# TEXTE À LIRE
***

Libération du 14 avril 1962 : « Dimanche soir à 19 h 30, à l’émission « Dix millions d’auditeurs » de Radio-Luxembourg, M. Raymond Cartier, de « Paris-Match faisait un éditorial : il commentait le monstrueux attentats d’Issy-les-Moulineau. Pour condamner les assassins de l’OAS ? Pas du tout : M. Raymond Cartier tenait à dire qu’il « voulait espérer » que les auteurs de l’attentat étaient les « extrémistes du FLN ». Cinq musulmans en voiture qui s’étaient enfuis après avoir provoqué un accident rue Michelet à Alger, ont été pris en chasse par des Européens qui ont ouvert le feu. Un musulman a été tué et trois autres blessés ». (…) Bilan de la journée en Algérie : 30 attentats : 17 morts, 38 blessés« . Le Figaro du 14 avril 1962 : « Alger, 13 avril. – Attentats et fusillades ont repris une nouvelle fois à Alger, après le calme relatif de la journée d’hier. L’incident le plus violent et le plus spectaculaire – si pareil fait mérite d’être qualifié de spectacle » ! – s’est déroulé cet après-midi dans le centre ville. Cinq musulmans, à bord d’une traction noire, descendaient la rue Michelet lorsqu’ils heurtèrent et renversèrent, à la hauteur de la rue Hoche,un scooter monté par un jeune Européen. (…) Les cinq occupants prirent la fuite en courant. Des passants se jetèrent alors à leur poursuite. D’autres Européens en voiture, dressèrent des barrages avec leur véhicule pour bloquer les fuyards. Des coups de feu partirent. Quatre des musulmans s’écroulèrent frappés par des balles ». (…) Série d’attentats dans la rue Michelet (…) bilan des victimes 10 morts, tous musulmans et 1é blessés dont 3 Européens (…). « A 16 h 20 (…) voie (…) vers l’aéroport de Maison-Blanche, cinq Européens à bord d’une voiture ont tiré plusieurs rafales de mitraillette sur un groupe de musulmans qui attendaient un autobus (…) La Croix du 14 avril 1962 « C’est un jeune Européen qui a assassiné le commandant Bourgogne du 2ème bureau ».
L’Aurore du 23 avril 1962 « Alger : pas de grève Pascale, près de 70 morts et blessés ». « Alger, 22 avril. (…) Alger est le seul pays au monde sans doute où le sang a coulé pour ces fêtes Pascales. Le bilan des victimes est un des plus lourds depuis le début de la rébellion (…) ».

***

# LIGNES DE DONNÉES
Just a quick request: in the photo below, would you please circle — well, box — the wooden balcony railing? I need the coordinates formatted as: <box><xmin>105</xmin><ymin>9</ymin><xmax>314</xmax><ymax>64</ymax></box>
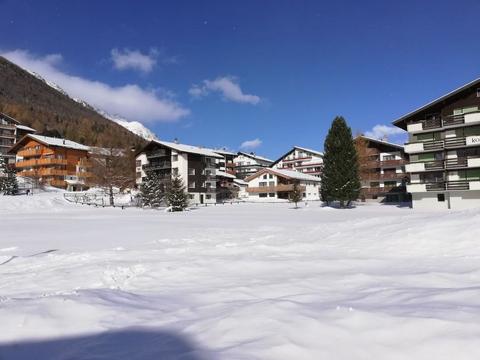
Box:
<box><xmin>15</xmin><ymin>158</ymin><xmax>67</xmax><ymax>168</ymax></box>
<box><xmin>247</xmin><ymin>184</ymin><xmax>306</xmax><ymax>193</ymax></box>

***

# CONSIGNE DE TRAVAIL
Veuillez indiquer, d'après le texte à lire, à bord de quel véhicule se trouvaient les cinq musulmans qui ont renversé le scooter rue Michelet. La liste ci-dessus n'a aucun lien avec le texte à lire.

# CORRIGÉ
Une traction noire.